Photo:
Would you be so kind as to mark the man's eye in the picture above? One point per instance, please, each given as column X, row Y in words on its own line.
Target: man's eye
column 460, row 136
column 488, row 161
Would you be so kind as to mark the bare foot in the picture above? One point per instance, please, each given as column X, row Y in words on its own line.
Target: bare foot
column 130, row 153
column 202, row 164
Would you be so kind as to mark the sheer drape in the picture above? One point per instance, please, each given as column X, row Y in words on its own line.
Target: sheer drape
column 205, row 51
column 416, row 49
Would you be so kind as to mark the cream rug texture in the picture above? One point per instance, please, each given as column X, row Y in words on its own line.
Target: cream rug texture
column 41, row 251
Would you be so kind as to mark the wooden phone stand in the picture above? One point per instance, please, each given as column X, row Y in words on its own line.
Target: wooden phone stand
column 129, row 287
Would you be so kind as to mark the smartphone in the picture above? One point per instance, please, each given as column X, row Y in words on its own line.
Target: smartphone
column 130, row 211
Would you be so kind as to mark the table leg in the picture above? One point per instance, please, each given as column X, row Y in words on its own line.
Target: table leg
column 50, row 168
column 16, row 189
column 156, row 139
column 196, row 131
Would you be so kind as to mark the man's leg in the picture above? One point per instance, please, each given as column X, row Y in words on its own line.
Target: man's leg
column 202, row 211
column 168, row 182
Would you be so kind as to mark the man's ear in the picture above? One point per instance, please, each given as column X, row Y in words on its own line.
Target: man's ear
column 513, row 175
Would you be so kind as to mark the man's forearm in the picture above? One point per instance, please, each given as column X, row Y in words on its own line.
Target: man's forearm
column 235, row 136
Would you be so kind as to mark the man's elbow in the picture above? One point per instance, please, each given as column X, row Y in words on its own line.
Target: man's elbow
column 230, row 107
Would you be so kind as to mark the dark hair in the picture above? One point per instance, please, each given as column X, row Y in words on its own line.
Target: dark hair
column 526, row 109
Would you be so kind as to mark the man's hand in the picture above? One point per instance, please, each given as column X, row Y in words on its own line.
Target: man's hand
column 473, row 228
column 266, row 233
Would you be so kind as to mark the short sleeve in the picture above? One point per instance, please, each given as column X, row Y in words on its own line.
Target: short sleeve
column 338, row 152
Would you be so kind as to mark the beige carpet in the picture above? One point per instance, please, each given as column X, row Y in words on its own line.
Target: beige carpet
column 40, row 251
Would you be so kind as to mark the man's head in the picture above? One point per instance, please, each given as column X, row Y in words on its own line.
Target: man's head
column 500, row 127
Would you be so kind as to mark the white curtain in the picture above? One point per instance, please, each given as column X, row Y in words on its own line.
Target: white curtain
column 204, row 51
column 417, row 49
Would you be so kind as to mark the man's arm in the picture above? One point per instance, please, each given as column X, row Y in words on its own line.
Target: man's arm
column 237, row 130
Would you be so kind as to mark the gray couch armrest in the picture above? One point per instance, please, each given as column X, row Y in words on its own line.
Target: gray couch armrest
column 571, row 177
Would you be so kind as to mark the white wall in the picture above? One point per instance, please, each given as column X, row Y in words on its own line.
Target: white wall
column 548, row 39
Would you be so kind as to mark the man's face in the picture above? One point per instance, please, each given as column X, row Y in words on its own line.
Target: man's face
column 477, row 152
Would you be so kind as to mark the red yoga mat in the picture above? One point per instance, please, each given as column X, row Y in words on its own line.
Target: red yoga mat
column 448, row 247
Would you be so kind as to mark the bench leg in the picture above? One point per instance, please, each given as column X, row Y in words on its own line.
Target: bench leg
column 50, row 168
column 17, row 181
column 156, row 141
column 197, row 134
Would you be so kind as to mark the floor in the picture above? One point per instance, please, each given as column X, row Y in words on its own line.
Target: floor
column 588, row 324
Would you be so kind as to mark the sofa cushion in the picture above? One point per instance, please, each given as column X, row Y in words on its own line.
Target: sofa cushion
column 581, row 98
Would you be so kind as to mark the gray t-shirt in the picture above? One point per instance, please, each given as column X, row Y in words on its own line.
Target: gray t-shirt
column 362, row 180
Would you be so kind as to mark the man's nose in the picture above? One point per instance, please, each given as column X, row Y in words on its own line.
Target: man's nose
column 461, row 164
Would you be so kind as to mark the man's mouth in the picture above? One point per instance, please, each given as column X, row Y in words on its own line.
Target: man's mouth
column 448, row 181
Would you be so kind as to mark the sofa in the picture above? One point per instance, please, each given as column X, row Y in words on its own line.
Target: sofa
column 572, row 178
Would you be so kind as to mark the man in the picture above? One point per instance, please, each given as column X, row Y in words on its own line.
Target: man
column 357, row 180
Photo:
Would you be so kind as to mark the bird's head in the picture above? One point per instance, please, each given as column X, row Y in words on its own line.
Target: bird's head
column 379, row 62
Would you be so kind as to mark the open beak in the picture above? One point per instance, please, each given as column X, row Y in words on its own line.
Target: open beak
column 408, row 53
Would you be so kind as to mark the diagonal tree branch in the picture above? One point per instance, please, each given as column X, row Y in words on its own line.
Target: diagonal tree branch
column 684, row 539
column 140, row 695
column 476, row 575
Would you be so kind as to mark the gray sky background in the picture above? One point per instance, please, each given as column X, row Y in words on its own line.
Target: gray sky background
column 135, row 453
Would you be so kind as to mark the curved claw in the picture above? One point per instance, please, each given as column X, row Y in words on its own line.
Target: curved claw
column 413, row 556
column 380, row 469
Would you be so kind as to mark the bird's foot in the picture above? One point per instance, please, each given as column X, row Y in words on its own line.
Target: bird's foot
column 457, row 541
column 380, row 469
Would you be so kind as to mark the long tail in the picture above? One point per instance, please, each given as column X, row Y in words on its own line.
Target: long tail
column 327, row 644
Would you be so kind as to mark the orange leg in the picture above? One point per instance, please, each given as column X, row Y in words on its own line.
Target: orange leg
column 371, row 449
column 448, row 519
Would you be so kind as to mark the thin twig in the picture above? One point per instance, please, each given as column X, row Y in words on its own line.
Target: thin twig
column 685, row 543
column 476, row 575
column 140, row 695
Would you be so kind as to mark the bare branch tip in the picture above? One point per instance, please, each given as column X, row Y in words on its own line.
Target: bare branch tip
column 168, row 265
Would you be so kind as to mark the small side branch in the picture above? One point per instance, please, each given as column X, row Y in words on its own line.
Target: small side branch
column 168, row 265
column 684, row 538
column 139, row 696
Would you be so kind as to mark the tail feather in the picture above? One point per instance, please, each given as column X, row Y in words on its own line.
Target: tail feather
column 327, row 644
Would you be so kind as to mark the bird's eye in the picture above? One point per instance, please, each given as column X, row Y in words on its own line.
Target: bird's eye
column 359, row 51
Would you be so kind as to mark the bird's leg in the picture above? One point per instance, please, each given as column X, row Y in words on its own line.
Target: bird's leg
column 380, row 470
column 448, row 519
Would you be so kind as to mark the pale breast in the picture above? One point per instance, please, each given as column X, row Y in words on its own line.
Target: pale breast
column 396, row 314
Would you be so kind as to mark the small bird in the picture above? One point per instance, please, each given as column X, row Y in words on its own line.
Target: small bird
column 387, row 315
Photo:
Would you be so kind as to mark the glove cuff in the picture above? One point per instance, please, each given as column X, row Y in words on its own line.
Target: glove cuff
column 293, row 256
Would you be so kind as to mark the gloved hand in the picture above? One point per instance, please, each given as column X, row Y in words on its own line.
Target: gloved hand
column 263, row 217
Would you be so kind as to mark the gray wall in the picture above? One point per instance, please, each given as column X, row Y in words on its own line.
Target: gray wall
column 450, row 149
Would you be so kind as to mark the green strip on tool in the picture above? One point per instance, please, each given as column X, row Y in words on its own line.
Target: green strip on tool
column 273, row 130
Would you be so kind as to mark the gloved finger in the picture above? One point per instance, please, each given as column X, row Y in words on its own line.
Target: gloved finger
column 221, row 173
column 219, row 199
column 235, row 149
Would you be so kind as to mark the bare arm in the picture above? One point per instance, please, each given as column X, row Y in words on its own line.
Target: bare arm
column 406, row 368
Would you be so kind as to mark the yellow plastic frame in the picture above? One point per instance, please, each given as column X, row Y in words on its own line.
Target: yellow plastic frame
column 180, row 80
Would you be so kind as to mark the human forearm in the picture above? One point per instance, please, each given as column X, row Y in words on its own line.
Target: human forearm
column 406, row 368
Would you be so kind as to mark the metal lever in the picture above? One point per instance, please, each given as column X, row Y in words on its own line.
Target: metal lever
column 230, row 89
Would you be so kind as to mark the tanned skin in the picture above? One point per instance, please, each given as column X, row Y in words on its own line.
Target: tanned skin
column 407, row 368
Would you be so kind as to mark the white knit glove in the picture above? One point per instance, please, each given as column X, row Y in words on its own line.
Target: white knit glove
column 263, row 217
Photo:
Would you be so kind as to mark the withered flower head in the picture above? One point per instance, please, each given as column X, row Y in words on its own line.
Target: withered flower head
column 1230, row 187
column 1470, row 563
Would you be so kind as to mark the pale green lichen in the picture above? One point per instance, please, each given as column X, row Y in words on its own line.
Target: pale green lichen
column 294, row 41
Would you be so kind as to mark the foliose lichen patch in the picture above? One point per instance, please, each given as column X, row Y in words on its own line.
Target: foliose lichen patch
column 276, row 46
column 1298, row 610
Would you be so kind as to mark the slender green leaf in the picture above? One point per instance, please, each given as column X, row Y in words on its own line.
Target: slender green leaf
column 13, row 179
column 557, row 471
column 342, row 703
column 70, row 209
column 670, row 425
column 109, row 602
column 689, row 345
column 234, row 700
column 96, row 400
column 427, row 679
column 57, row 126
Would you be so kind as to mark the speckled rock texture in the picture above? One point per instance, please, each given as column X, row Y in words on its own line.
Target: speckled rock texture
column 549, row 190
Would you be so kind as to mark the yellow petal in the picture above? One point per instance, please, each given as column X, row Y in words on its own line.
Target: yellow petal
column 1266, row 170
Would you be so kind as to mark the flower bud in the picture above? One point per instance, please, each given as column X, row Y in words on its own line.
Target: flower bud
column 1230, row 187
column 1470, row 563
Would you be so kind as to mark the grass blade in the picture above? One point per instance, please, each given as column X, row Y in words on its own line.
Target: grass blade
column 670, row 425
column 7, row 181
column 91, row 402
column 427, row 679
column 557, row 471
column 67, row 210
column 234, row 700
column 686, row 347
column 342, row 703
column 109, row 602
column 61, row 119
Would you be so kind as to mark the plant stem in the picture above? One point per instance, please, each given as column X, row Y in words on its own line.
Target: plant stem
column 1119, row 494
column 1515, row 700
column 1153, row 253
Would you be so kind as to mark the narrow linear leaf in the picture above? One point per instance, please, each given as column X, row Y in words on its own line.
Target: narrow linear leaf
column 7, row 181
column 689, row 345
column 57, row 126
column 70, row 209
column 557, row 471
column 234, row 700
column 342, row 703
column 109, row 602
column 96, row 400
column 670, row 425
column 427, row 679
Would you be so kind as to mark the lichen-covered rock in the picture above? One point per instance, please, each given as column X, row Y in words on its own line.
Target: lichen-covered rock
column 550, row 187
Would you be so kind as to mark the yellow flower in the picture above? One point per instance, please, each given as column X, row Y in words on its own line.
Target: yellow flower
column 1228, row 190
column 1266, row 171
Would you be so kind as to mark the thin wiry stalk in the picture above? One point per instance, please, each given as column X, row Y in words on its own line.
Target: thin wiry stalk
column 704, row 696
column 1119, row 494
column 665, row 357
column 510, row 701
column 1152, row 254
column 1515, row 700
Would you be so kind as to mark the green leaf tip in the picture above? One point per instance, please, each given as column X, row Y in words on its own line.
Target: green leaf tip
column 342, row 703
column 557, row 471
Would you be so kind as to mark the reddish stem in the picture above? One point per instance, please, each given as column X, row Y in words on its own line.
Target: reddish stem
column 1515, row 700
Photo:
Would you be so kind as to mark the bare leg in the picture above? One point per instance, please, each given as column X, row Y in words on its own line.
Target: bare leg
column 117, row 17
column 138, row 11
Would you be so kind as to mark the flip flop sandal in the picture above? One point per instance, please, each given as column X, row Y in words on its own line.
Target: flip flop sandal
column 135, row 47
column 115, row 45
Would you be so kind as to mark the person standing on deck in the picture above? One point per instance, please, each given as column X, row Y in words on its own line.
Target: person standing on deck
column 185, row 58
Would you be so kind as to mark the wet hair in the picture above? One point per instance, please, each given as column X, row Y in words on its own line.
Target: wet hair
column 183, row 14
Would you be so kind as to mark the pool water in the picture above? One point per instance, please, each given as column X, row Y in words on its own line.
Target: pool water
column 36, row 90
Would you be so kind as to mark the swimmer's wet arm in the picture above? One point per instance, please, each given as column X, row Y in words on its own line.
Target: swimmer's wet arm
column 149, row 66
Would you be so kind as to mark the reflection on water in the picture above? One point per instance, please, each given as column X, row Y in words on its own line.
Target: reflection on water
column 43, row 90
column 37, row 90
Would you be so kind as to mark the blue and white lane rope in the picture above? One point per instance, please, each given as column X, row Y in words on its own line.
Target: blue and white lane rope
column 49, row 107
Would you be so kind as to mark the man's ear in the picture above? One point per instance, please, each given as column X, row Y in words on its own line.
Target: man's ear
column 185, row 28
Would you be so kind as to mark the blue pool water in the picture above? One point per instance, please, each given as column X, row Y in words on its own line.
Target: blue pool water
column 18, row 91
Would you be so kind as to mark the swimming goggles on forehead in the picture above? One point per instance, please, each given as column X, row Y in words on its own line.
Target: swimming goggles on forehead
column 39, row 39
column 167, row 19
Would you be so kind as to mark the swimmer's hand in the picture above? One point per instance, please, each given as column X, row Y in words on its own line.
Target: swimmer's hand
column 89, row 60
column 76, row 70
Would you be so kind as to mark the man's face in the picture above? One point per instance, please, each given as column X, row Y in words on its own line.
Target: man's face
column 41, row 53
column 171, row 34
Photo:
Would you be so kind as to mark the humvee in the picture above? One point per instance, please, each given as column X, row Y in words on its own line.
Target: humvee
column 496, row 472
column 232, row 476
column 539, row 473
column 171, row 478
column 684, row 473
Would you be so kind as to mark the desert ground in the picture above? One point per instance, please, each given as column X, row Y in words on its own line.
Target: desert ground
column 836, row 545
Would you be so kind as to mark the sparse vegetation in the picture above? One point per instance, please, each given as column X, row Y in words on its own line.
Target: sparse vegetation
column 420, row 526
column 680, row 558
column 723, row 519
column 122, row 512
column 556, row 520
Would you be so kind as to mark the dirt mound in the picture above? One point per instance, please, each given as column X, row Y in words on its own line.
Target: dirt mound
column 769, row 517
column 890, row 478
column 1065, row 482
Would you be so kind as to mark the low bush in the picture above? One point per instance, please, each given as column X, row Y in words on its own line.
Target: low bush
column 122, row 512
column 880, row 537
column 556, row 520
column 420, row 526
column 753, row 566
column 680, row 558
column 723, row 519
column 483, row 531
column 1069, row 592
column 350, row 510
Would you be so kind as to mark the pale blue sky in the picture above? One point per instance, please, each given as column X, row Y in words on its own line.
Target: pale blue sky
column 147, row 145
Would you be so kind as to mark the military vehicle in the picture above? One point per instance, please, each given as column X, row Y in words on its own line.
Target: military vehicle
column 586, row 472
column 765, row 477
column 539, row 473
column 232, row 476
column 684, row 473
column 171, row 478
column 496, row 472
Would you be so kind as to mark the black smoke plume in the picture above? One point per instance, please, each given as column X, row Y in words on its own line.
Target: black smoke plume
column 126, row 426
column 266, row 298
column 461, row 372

» **Task**:
Recast the lines above, from the line containing "Would you be so kind as to mark the bird's eye" up to and including the line containing "column 359, row 51", as a Markdown table with the columns No. and Line. Number each row and omit any blank lines.

» **Answer to this task**:
| No. | Line |
|---|---|
| 1 | Would you be so kind as to mark the bird's eye in the picture above? One point per instance, please, each given as column X, row Y in words on its own line. |
| 2 | Target: bird's eye |
| 3 | column 359, row 51 |